Document passage:
Fast and reliable User Agent parser for Python
Project description
# Udger client for Python (data ver. 3)
Local parser is very fast and accurate useragent string detection solution. Enables developers to locally install and integrate a highly-scalable product.
We provide the detection of the devices (personal computer, tablet, Smart TV, Game console etc.), operating system and client SW type (browser, e-mail client etc.).
It also provides information about IP addresses (Public proxies, VPN services, Tor exit nodes, Fake crawlers, Web scrapers .. etc.)
- Tested with more the 50.000 unique user agents.
- Up to date data provided by https://udger.com/
- Support for Python 3
### Install using pip
$ pip install udger
### Install from git repo
$ git clone https://github.com/udger/udger-python
$ cd udger-python/
# python setup.py install
### Automatic updates download
- for autoupdate data use Udger data updater (https://udger.com/support/documentation/?doc=62)
### Help us
Feel free to send us a Pull Request on GitHub to help us make Udger for Python better.
Thank you!
### Usage
$ python
>>> from pprint import pprint
>>> from udger import Udger
>>> udger = Udger()
>>>
>>> result = udger.parse_ua(
... 'Mozilla/5.0 (Macintosh; Intel Mac OS X 10_11_2) AppleWebKit/601.3.9 (KHTML, like Gecko) Version/9.0.2 Safari/601.3.9'
... )

Prompt A: Reproduce the part of the Udger description from "- Up to date" up to and including "data updater (https://udger.com/support/documentation/?doc=62)".
Prompt B: In the Udger description, which command installs the package with pip?
The data that comes next is separate from the Udger description.

Collected material:
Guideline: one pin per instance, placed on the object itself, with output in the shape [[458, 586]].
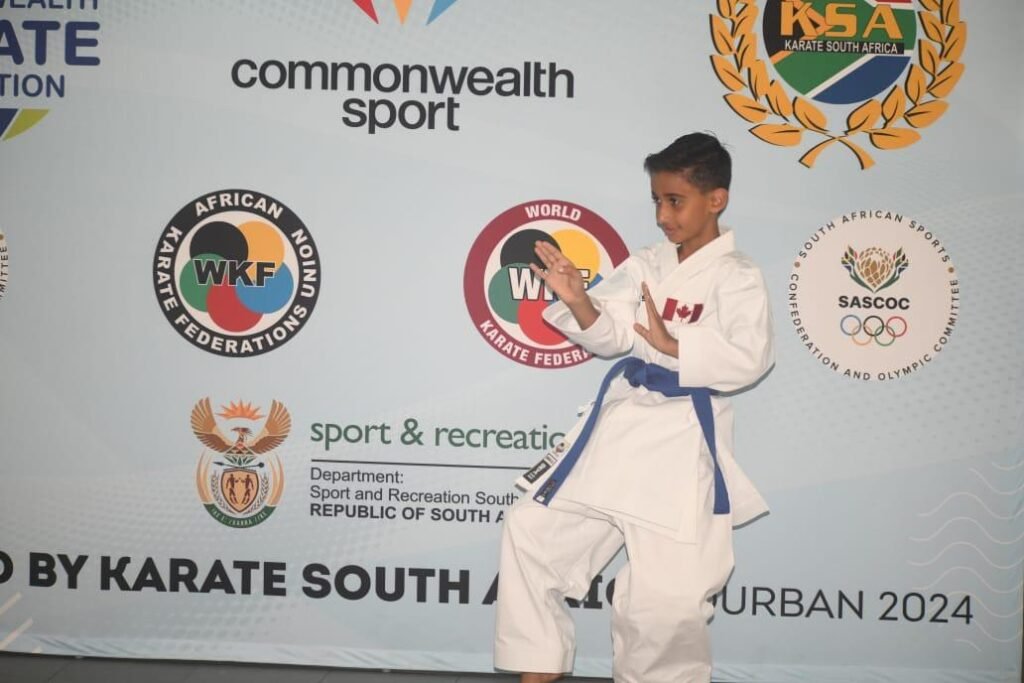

Final result A:
- Up to date data provided by https://udger.com/
- Support for Python 3
### Install using pip
$ pip install udger
### Install from git repo
$ git clone https://github.com/udger/udger-python
$ cd udger-python/
# python setup.py install
### Automatic updates download
- for autoupdate data use Udger data updater (https://udger.com/support/documentation/?doc=62)

Final result B: pip install udger